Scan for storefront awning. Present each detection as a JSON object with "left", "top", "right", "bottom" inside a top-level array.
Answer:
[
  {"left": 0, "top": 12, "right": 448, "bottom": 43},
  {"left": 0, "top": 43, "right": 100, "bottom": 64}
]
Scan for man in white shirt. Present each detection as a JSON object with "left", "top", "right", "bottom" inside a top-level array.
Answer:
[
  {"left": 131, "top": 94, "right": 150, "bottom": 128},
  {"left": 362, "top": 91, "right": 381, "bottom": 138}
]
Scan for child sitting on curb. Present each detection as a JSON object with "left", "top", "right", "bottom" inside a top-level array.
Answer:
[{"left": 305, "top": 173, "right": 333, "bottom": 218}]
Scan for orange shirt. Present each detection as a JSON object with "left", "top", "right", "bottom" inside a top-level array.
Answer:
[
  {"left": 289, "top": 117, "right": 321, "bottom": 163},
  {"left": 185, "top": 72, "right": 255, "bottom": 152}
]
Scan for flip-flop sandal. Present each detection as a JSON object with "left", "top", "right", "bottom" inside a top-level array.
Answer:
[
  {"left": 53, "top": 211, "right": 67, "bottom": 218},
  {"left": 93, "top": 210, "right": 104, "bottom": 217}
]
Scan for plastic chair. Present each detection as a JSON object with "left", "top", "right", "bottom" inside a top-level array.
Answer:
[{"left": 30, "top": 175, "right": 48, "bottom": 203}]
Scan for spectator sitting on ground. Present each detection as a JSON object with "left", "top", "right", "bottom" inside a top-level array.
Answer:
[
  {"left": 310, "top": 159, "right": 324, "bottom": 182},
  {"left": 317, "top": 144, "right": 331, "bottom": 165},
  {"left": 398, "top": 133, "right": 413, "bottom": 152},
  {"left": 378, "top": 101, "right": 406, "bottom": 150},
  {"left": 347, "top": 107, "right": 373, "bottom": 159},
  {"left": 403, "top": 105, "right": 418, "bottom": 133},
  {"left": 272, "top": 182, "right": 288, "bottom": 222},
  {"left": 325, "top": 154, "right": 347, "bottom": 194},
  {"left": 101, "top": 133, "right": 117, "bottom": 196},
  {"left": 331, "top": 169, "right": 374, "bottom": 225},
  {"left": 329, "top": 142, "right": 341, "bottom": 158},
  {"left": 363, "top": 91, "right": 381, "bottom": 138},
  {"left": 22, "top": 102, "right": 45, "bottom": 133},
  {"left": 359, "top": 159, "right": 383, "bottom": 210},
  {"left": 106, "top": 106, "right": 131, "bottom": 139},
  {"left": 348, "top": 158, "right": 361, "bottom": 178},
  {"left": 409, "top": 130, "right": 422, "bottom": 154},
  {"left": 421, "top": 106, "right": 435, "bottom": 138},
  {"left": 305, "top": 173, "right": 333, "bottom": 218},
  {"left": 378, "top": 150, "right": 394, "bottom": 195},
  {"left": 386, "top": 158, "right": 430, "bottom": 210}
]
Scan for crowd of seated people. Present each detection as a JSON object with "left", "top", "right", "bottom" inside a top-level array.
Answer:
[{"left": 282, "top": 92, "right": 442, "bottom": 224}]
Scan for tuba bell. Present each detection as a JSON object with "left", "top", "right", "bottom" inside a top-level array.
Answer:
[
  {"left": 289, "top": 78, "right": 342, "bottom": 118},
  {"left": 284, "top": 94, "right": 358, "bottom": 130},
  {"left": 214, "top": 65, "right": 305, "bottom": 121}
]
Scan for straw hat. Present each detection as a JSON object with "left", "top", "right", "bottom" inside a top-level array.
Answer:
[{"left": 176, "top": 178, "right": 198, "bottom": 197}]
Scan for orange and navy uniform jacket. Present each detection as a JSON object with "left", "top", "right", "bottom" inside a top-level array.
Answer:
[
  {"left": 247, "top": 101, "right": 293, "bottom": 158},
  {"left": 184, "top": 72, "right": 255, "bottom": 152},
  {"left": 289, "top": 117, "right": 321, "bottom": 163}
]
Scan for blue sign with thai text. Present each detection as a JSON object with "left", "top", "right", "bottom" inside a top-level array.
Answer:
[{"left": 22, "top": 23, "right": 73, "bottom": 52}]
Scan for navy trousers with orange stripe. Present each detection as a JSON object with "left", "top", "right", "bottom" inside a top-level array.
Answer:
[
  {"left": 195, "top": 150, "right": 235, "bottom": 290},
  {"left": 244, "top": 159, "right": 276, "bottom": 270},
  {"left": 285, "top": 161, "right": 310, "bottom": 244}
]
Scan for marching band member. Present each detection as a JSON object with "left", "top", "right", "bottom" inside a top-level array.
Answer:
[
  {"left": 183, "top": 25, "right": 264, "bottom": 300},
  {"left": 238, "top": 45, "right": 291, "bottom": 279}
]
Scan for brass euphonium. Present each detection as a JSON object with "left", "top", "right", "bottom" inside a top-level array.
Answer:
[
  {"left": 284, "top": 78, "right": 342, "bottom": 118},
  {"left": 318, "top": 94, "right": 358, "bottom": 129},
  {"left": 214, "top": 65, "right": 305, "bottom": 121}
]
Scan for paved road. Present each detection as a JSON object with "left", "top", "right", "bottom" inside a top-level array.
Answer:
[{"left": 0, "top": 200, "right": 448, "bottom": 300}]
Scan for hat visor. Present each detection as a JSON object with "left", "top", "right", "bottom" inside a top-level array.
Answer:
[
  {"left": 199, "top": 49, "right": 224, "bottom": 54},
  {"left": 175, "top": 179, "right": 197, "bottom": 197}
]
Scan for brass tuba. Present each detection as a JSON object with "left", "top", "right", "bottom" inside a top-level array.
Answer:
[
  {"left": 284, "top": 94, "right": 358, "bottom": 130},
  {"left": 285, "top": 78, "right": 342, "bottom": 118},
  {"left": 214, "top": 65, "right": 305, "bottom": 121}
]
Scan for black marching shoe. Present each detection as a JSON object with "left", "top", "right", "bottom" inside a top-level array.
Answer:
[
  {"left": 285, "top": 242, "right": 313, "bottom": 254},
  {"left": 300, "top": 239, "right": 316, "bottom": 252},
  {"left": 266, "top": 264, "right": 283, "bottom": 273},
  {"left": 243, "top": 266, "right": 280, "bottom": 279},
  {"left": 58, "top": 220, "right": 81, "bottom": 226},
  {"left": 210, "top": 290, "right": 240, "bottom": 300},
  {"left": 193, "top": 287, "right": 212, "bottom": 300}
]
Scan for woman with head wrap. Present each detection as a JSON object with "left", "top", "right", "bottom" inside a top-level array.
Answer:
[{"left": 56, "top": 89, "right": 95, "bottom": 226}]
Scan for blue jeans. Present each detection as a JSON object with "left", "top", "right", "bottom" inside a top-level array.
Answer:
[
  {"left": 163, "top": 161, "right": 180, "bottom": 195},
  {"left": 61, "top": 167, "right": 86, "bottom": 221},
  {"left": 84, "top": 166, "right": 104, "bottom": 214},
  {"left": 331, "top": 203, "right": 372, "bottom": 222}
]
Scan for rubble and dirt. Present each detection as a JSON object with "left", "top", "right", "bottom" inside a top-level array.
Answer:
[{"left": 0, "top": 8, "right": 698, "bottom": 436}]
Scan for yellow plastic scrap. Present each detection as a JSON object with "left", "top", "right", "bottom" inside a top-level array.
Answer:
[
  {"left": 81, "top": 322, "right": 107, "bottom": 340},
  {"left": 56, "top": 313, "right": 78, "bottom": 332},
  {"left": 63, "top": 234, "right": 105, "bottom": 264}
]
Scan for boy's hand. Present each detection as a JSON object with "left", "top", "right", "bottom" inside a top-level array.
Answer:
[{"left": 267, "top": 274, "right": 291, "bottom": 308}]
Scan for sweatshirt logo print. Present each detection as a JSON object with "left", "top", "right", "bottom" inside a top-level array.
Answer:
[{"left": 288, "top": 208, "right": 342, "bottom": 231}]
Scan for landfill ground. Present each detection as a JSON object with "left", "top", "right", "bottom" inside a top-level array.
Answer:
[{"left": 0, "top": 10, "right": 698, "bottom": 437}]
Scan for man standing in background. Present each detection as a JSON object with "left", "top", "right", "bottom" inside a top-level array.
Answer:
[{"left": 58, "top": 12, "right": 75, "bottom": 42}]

☆ ☆ ☆ ☆ ☆

Write out the records word for word, starting at the line containing "Scan for rubble" and continuing through the end of the records, both ends included.

Scan for rubble and dirt. Present each detection as a JSON object with "left", "top", "right", "bottom" inside a top-level array.
Answer:
[{"left": 0, "top": 8, "right": 698, "bottom": 436}]
Scan for yellow plastic scrap. Present each detection as a JSON object with "left", "top", "right", "bottom" inside a top-level array.
Answer:
[
  {"left": 81, "top": 322, "right": 107, "bottom": 340},
  {"left": 56, "top": 313, "right": 78, "bottom": 332},
  {"left": 63, "top": 234, "right": 105, "bottom": 264}
]
Scan for boy's hand. Present each detection as a JSON object with "left", "top", "right", "bottom" inside a top-level array.
Answer:
[{"left": 267, "top": 274, "right": 291, "bottom": 308}]
Scan for sweatshirt logo print. Present each detection as a JSON object with "left", "top", "right", "bottom" inside a top-level array.
Answer:
[{"left": 288, "top": 208, "right": 342, "bottom": 231}]
Scan for landfill ground. Present each detection as a JSON object with "left", "top", "right", "bottom" inside a top-level array.
Answer:
[{"left": 0, "top": 10, "right": 698, "bottom": 437}]
Scan for man standing in background. Present each detection as a JSON object with "left", "top", "right", "bottom" inside a top-level array.
Answer:
[{"left": 58, "top": 12, "right": 75, "bottom": 42}]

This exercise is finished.